• _Given request_
Keep only the lines below that contain the string "door", and copy each of them out. Case counts.
----
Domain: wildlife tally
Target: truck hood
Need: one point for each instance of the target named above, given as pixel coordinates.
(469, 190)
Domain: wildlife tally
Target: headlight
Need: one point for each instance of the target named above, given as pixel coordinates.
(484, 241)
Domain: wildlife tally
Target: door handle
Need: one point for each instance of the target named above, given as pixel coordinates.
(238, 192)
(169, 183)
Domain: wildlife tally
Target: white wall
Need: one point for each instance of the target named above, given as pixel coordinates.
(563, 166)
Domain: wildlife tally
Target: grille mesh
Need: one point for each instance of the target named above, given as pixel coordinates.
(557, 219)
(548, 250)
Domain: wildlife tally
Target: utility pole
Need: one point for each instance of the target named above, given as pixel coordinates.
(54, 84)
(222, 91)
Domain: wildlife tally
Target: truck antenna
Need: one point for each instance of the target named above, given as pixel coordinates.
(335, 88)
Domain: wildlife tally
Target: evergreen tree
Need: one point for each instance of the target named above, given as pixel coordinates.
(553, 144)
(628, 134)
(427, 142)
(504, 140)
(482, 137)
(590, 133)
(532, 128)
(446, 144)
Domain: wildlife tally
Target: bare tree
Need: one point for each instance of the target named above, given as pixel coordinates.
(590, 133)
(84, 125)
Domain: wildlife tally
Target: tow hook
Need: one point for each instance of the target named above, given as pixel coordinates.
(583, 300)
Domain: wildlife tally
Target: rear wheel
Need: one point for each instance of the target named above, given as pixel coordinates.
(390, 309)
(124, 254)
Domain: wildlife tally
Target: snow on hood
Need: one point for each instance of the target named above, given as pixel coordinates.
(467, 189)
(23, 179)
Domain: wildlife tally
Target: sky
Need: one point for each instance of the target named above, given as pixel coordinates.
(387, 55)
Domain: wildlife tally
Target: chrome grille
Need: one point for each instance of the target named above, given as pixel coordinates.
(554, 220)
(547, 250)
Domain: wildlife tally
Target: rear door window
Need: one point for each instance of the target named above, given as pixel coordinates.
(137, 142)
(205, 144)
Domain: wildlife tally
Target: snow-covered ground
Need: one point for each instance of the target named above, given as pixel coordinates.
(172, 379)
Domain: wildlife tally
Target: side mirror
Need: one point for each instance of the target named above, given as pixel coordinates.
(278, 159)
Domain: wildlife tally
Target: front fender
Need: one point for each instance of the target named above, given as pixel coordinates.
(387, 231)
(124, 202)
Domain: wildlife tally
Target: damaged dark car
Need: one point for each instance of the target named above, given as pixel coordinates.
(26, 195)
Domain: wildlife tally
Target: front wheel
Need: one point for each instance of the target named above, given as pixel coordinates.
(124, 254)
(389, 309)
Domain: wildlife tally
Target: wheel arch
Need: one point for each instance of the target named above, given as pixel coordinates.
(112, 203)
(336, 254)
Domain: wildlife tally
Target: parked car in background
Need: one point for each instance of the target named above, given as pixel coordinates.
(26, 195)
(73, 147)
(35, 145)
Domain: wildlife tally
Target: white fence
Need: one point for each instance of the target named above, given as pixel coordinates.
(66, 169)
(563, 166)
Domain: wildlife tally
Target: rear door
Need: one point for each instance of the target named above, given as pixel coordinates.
----
• _Worked solution_
Target: door handle
Target: rear door window
Target: rear door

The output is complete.